ACTIVITY: Every entry below should be written out again exactly.

(Excerpts from a dataset)
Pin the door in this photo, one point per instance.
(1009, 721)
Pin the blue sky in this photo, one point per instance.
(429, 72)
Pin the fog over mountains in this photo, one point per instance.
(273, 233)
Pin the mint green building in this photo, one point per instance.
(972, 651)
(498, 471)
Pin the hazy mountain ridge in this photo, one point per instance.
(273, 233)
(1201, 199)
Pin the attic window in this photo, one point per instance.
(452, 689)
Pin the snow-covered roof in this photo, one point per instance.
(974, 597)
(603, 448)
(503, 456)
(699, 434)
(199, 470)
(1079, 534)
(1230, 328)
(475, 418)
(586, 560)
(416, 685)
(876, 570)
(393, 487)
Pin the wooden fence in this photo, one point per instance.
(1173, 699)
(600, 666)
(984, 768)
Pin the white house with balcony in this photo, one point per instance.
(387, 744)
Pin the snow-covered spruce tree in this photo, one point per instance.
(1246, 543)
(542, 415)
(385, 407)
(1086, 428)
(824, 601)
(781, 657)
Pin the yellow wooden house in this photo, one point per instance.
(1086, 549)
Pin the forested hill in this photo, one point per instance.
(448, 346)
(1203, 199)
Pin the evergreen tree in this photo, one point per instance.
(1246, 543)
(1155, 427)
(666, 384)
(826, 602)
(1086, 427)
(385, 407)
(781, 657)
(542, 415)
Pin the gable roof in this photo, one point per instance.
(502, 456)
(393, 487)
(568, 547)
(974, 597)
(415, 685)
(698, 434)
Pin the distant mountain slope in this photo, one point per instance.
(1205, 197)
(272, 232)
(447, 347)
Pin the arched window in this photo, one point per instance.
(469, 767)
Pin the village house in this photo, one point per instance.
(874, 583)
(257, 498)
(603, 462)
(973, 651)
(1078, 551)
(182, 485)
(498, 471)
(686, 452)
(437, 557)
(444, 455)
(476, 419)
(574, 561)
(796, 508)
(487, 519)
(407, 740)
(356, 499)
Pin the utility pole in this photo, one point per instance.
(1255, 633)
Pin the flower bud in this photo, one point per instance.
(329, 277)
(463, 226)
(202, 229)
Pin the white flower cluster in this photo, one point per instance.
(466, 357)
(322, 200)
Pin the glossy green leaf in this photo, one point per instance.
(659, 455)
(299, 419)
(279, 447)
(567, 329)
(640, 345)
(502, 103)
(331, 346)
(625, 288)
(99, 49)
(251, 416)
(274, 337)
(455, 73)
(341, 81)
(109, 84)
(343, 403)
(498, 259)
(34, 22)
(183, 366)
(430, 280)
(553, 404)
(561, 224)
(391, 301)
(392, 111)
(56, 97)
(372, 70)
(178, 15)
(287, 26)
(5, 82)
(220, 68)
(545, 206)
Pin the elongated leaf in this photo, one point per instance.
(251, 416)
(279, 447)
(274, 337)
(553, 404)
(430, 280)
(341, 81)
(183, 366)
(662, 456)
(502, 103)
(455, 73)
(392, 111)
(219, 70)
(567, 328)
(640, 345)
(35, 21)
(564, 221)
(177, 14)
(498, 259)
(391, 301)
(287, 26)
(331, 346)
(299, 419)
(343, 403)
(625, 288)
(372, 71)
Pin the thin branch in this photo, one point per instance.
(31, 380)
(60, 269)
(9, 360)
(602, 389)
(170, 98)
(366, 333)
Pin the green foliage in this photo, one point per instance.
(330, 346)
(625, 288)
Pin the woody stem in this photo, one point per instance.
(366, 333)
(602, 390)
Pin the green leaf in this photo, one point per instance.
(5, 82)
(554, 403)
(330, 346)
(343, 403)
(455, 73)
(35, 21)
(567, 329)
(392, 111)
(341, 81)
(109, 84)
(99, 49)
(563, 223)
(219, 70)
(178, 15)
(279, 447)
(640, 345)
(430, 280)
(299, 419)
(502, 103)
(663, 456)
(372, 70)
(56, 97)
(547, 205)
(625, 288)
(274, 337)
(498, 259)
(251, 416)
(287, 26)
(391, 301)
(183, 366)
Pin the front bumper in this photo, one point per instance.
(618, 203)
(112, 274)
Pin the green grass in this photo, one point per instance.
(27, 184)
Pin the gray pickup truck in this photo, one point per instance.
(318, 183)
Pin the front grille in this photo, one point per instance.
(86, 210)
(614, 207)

EXERCISE RESPONSE:
Pin the door in this photo, one point per instance.
(1009, 721)
Pin the blue sky in this photo, one point per instance.
(429, 72)
Pin the fog over mountains in this photo, one point per instance.
(273, 233)
Pin the mint green building in this photo, one point per instance.
(972, 651)
(498, 471)
Pin the hazy mountain ridge in this photo, one point per instance.
(273, 233)
(1201, 199)
Pin the attic window in this photo, one point per instance.
(452, 689)
Pin the snow-covered roof in this photo, one point per instance.
(974, 597)
(603, 448)
(503, 456)
(699, 434)
(199, 470)
(1079, 534)
(1230, 328)
(475, 418)
(586, 560)
(416, 685)
(876, 570)
(393, 487)
Pin the wooden fence in this photo, one point per instance.
(1173, 699)
(600, 666)
(984, 768)
Pin the white house with balcony in this photo, one point per instance.
(387, 744)
Pin the snow-covered spruce tree in this photo, one point per instance.
(1246, 543)
(542, 415)
(385, 407)
(1086, 428)
(824, 601)
(781, 657)
Pin the yellow wooden house in this photo, one point per instance.
(1086, 549)
Pin the forested hill in this photo, one point per instance.
(448, 346)
(1203, 199)
Pin the evergreen tree in this photo, one point per instance.
(1246, 543)
(1155, 427)
(666, 384)
(826, 602)
(1086, 427)
(385, 407)
(781, 657)
(542, 415)
Pin the gable roof in this photo, one point per instance.
(502, 456)
(393, 487)
(568, 547)
(974, 597)
(415, 685)
(698, 434)
Pin the distant mountain slope in this photo, one point per instance.
(1205, 197)
(272, 232)
(447, 347)
Pin the arched window in this photo, one point per instance.
(469, 767)
Pin the village house in this photo, one point per instance.
(874, 583)
(257, 498)
(603, 462)
(973, 651)
(1078, 551)
(182, 485)
(498, 471)
(686, 452)
(437, 557)
(444, 455)
(476, 419)
(574, 561)
(796, 508)
(487, 519)
(407, 740)
(356, 499)
Pin the utility pole in this photo, one point per instance.
(1255, 633)
Pin the flower bud in this photo, one point per instance.
(329, 277)
(463, 226)
(202, 229)
Pin the white flower cluster in this photo, one point per instance.
(466, 357)
(322, 200)
Pin the glossy green leaf in this photo, one point per instance.
(659, 455)
(299, 419)
(279, 447)
(567, 329)
(640, 345)
(502, 103)
(331, 346)
(625, 288)
(99, 49)
(251, 416)
(274, 337)
(455, 73)
(341, 81)
(109, 84)
(343, 403)
(498, 259)
(34, 22)
(183, 366)
(430, 280)
(553, 404)
(561, 224)
(391, 301)
(392, 111)
(56, 97)
(372, 70)
(178, 15)
(287, 26)
(5, 82)
(220, 68)
(545, 206)
Pin the elongated leaf in this photo, one point per instance.
(251, 416)
(279, 447)
(274, 337)
(553, 404)
(430, 280)
(341, 81)
(183, 366)
(662, 456)
(502, 103)
(455, 73)
(392, 111)
(219, 70)
(567, 328)
(640, 345)
(35, 21)
(564, 221)
(177, 14)
(498, 259)
(391, 301)
(287, 26)
(331, 346)
(299, 419)
(343, 403)
(625, 288)
(372, 71)
Pin the thin branch in this photo, one point per instance.
(31, 380)
(60, 269)
(9, 360)
(602, 389)
(170, 98)
(366, 333)
Pin the green foliage in this photo, one point per instance.
(330, 346)
(625, 288)
Pin the woody stem in this photo, one point per instance.
(366, 333)
(602, 390)
Pin the green leaf in this photo, one point per instance.
(5, 82)
(554, 403)
(330, 346)
(343, 403)
(455, 73)
(35, 21)
(567, 329)
(392, 111)
(341, 81)
(109, 84)
(99, 49)
(563, 223)
(219, 70)
(178, 15)
(279, 447)
(640, 345)
(430, 280)
(299, 419)
(502, 103)
(663, 456)
(372, 70)
(56, 97)
(547, 205)
(625, 288)
(274, 337)
(498, 259)
(251, 416)
(287, 26)
(391, 301)
(183, 366)
Pin the front bumper in this photo, one point per instance.
(618, 203)
(112, 274)
Pin the green grass in this photo, one point per instance.
(27, 184)
Pin the gray pickup truck in this photo, one point per instance.
(318, 183)
Pin the front grille in this photo, one point per instance.
(86, 210)
(614, 207)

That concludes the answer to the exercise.